Example 1.16, Page 1.45

In [21]:
from math import pi

# Given 
a = 45 # distance between slit and bi prism in cm
alpha = pi / 180 # angle of bi prism in radian
Mu = 1.5 # refractive index of bi prism
fringe_width = 15.6e-3 # fringe width in meter 
D = 90      #cm

#Calculations
d2 = (2*a*(Mu-1)*alpha) # calculation for distance between screen and slit
l = (fringe_width * d2) / D # calculation for wavelength

#Result
print("Wavelength of light = %.f A."%(l/1e-8))
#Answer differs due to rounding-off errors
Wavelength of light = 13614 A.

Example 1.17, Page 1.45

In [15]:
# Given 
D = 1.20 # distance between source and eye piece in meter
Xn = 1.9e-2 # distance move by eye piece for 20 fringe in meter
n = 20 # no. of fringes
d = 6e-4 # distance between slits in meter 

#Calculation
l = (Xn * d) / (D * n)# calculation for wavelength

#Result
print("Wavelength of light = %.f A."%(l*1e10))
Wavelength of light = 4750 A.

Example 1.18, Page 1.46

In [16]:
from math import floor

# Given 
lambda1 = 5.890e-7 # wavelength of first light in meter
lambda2 = 4.358e-7 # wavelength of second light in meter
n1 = 40 # no. of fringes observed in the field of in first case 

#Calculation
n2 = (n1 * lambda1) / lambda2 # by using formula n1*lambda1=n2*lambda2

#Result
print("No. of fringes observed in field of view in second case = %d. "%(floor(n2)))

(Polygon outlines for photos)
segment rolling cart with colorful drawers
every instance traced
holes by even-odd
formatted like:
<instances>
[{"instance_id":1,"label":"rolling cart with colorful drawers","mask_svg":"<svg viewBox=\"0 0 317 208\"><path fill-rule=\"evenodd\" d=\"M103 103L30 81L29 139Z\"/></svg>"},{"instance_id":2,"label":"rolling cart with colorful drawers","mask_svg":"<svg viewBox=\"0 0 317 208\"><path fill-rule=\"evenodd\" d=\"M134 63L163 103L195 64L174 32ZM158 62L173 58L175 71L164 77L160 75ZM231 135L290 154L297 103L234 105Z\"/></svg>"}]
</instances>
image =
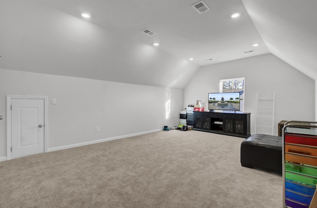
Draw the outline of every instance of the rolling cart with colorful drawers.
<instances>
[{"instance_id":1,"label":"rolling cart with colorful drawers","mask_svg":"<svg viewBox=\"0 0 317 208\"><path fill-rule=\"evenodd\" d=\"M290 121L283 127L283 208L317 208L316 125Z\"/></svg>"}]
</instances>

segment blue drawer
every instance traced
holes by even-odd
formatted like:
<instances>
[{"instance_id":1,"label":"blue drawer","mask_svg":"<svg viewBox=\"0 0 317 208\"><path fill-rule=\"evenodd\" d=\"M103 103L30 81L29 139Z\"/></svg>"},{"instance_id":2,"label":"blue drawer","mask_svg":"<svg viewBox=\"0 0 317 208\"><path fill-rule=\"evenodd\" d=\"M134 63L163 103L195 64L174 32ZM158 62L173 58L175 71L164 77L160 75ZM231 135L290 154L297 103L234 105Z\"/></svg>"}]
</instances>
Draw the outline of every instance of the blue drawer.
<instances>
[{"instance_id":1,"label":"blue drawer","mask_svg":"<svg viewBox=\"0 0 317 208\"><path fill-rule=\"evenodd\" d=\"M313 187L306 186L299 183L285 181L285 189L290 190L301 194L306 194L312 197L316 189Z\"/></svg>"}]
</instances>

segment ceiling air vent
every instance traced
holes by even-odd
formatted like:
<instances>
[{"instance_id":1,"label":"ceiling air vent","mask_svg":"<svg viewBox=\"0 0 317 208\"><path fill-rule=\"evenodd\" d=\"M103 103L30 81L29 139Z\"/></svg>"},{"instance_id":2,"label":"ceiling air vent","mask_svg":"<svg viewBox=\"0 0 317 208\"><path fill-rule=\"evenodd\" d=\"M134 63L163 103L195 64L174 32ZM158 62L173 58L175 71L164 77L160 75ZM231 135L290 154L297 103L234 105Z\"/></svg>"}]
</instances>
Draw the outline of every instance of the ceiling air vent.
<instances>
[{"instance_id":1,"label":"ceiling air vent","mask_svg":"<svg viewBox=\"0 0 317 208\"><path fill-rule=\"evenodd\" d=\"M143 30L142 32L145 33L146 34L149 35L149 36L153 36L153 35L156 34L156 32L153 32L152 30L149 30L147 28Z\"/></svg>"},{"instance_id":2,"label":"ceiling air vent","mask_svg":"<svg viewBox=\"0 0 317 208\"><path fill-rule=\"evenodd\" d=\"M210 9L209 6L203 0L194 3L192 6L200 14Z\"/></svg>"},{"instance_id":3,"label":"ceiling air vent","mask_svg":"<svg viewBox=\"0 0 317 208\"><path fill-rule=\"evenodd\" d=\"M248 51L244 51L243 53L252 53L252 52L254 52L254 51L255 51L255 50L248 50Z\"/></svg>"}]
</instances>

TASK LIST ::
[a] In the optics worked examples, what refractive index is given for the biprism in Example 1.16?
[b] Pick up the optics worked examples right after their last line and keep them going.

ANSWERS PROVIDED ::
[a] 1.5

[b]
No. of fringes observed in field of view in second case = 54. 

Example 1.19, Page 1.46

In [97]:
from math import cos

# Given 
l = 5.893e-7 # wavelength of light in meter
Mu = 1.42 # refractive index of soap film 
i = 0 # incidence angle in radian 
r = 0 # refracted angle in radian
n = 1 # for smallest thickness

#Calculations
t1 = ((2 * n - 1) * l) / (4 * Mu * cos(r)) # calculation for east thickness of soap film for bright fringe
t2 = (n * l) / (2 * Mu * cos(r)) # calculation for east thickness of soap film for dark fringe

#Result
print("Least thickness of soap film -\n (a) For bright fringe = %.3e mm. \n (b) For dark fringe = %.3e mm."%(t1*1000,t2*1000))
Least thickness of soap film -
 (a) For bright fringe = 1.038e-04 mm. 
 (b) For dark fringe = 2.075e-04 mm.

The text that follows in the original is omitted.